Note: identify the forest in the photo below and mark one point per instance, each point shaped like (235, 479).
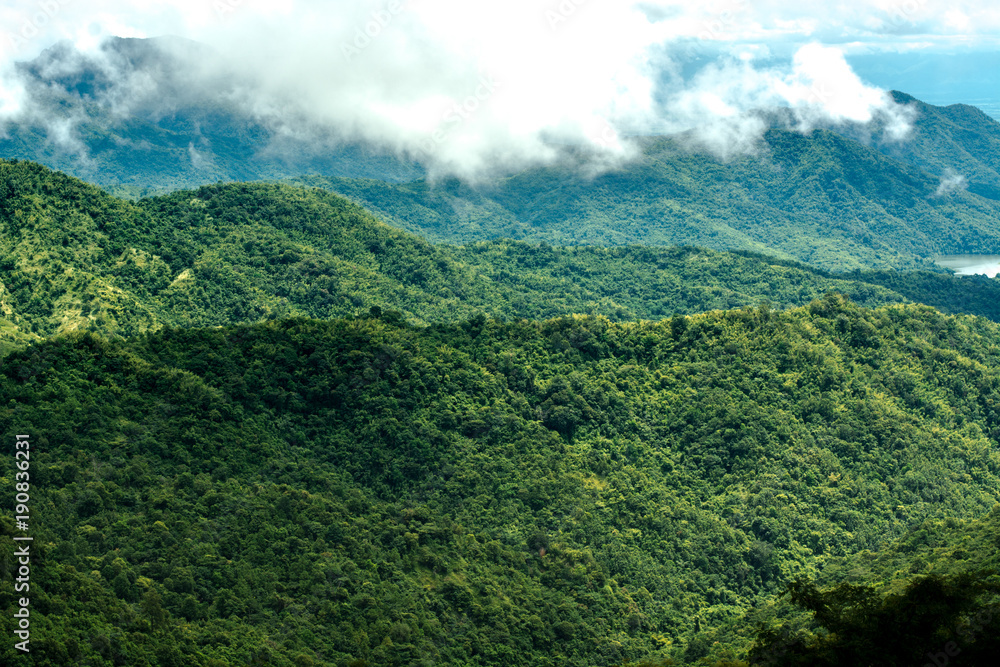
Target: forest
(73, 257)
(268, 428)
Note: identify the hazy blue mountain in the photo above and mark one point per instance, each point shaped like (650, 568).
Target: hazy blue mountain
(133, 117)
(937, 78)
(822, 198)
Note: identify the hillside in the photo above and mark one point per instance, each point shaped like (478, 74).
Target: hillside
(74, 257)
(565, 492)
(841, 198)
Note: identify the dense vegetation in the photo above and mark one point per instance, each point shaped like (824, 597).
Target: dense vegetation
(74, 257)
(840, 198)
(576, 491)
(821, 198)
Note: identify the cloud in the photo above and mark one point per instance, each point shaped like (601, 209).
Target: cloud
(471, 88)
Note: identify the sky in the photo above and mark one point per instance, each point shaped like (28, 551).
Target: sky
(468, 87)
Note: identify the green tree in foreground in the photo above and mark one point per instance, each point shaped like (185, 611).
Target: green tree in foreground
(937, 620)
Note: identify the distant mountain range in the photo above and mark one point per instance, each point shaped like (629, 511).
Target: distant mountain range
(73, 257)
(840, 198)
(134, 118)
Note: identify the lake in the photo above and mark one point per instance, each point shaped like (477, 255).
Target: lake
(969, 265)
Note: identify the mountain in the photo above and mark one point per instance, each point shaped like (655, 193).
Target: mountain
(820, 198)
(930, 595)
(142, 116)
(573, 491)
(938, 78)
(73, 257)
(959, 143)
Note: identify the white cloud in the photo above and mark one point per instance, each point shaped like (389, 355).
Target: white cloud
(409, 74)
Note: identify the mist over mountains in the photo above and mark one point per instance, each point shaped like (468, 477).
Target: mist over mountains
(147, 116)
(449, 383)
(167, 113)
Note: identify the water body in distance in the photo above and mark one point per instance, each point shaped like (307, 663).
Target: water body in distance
(970, 265)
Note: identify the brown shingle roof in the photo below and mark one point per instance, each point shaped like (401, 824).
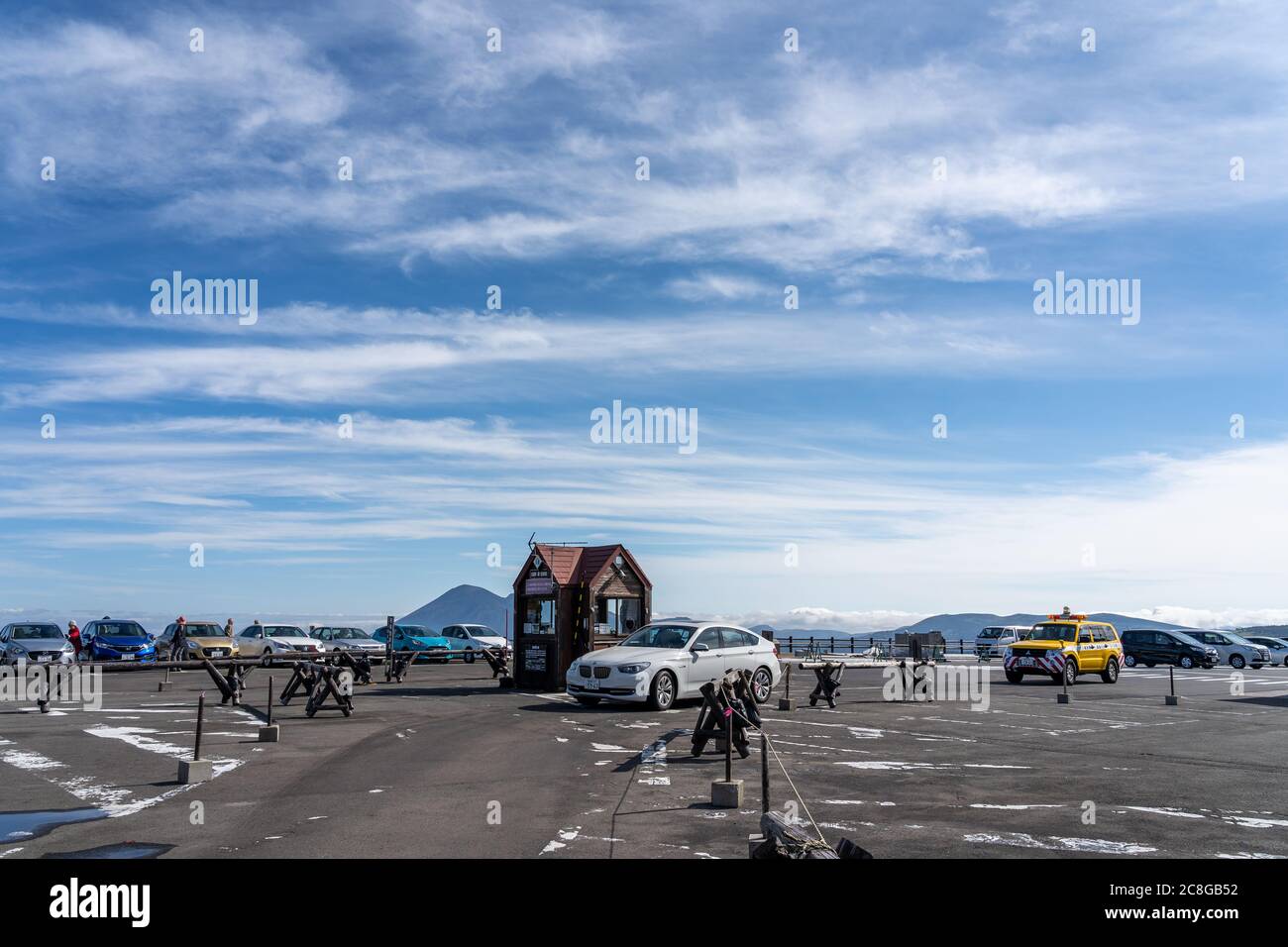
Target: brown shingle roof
(571, 565)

__________

■ TASK TO CARRY OUT
Tally the lines of the records that contain the word "below", then give only the tally.

■ FINISHED TASK
2